Given problem 1: Transcribe the passage of the scene-endings post below between "The first and" and "day contemporary world.", inclusive.

——

A lot of writers unfortunately aren’t really aware of the impact that scene endings can make, and if they are, it’s often in an implicit, intuitive sort of way. A few years ago, I devised this example as a way of teaching scene breaks to students, and some of my writing friends found it helpful. It occurred to me that I’ve never actually blogged about this, so… Blogging. Scene breaks, particularly endings, and the importance thereof. Ready? 🙂
[Just noting that this explanation draws on Holly Lisle’s definition of a scene, which is a unit of writing with a protagonist who needs something, an antagonist who needs something, some form of conflict between the two, a setting and a twist (or in simple terms, a point).]
Say we have an MC whose father was shot in a restaurant many years ago. At this point in our story, MC has had an anonymous tip-off, and is going to meet someone for dinner who has information about her father’s death. Here’s the story:
Girl is walking along outside, with much internal conflict. She’s worried about what might happen, glad that she might finally get a chance to get to the bottom of things, and she’s in a hurry because a) she’s late and b) we’re lumping some external conflict on her too and saying that it’s snowing. She gets to the restaurant and hesitates at the door. It’s the same place her father was shot, and the lump forms in her throat. Can she go in? But she has to, if she wants answers (big internal conflict: fear vs desire for answers), so she swallows down the lump and heads inside. She sees the head waiter person who informs her that her dinner companion is already here, and shows her to her table. She sits, feeling uneasy, and they talk and order food. It’s not until halfway through the main course that her companion moves or smiles or does something that triggers off her memory, and she realises: he’s the one who shot her father.
I could keep going, but that’s enough story to make the point. So, that’s the plot. Now how do we carve this into scenes? Because really, we could keep going and show her sneaking to the bathroom, trying to make an emergency phone call but her battery goes flat, trying to think of ways to escape but not being able to, having to go back and confront the man, etc etc. All that could easily be one scene. But let’s just deal with what we have here for now.
The first and most obvious option is to have it all as one scene. What does that do to the POINT of the scene? We write a Sentence to find out:
protag + need = girl and her need for answers about her father’s death
antag + need = throughout the majority of the scene, her fear and need for safety and knowledge that she might be doing something Really Stupid
so conflict = need for answers vs need for safety
setting = snowy street, scary restaurant –> relatively modern day contemporary world.

——

Given problem 2: Pick out every line in the records below that contains the word "chimney".

Items:

——

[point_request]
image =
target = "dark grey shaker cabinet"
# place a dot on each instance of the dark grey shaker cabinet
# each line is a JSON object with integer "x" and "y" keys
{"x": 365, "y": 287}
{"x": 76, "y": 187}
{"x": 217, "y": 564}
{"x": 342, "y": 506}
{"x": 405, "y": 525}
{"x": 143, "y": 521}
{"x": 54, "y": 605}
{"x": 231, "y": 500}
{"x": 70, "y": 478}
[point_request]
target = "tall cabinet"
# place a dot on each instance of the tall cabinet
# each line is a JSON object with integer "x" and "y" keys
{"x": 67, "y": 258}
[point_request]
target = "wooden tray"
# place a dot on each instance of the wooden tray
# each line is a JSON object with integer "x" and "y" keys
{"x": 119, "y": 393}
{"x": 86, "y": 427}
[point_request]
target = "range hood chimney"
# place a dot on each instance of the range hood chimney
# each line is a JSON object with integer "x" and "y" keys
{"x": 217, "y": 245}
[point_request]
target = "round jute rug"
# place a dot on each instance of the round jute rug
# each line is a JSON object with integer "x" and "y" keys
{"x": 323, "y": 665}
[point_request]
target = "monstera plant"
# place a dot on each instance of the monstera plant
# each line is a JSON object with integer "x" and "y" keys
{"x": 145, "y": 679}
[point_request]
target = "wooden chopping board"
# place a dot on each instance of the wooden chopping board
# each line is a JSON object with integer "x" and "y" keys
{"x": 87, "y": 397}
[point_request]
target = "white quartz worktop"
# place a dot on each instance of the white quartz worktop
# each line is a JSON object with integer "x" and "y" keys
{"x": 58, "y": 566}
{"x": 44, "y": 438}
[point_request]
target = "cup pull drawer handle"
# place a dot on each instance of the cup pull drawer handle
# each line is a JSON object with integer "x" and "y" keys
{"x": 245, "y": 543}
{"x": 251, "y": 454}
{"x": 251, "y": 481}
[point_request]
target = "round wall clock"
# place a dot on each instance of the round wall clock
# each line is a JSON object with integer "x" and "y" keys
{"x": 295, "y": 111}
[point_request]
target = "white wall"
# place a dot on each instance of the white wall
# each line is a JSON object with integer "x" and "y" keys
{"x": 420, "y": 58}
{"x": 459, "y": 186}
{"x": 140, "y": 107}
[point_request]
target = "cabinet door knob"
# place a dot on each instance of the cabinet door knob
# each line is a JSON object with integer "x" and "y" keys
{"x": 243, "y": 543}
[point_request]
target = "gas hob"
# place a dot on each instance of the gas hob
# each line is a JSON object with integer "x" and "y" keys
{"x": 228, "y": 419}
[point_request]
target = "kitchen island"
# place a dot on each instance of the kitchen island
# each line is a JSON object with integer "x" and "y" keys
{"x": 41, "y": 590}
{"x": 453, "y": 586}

——

Complete answer 1:
The first and most obvious option is to have it all as one scene. What does that do to the POINT of the scene? We write a Sentence to find out:
protag + need = girl and her need for answers about her father’s death
antag + need = throughout the majority of the scene, her fear and need for safety and knowledge that she might be doing something Really Stupid
so conflict = need for answers vs need for safety
setting = snowy street, scary restaurant –> relatively modern day contemporary world.

Complete answer 2:
target = "range hood chimney"
# place a dot on each instance of the range hood chimney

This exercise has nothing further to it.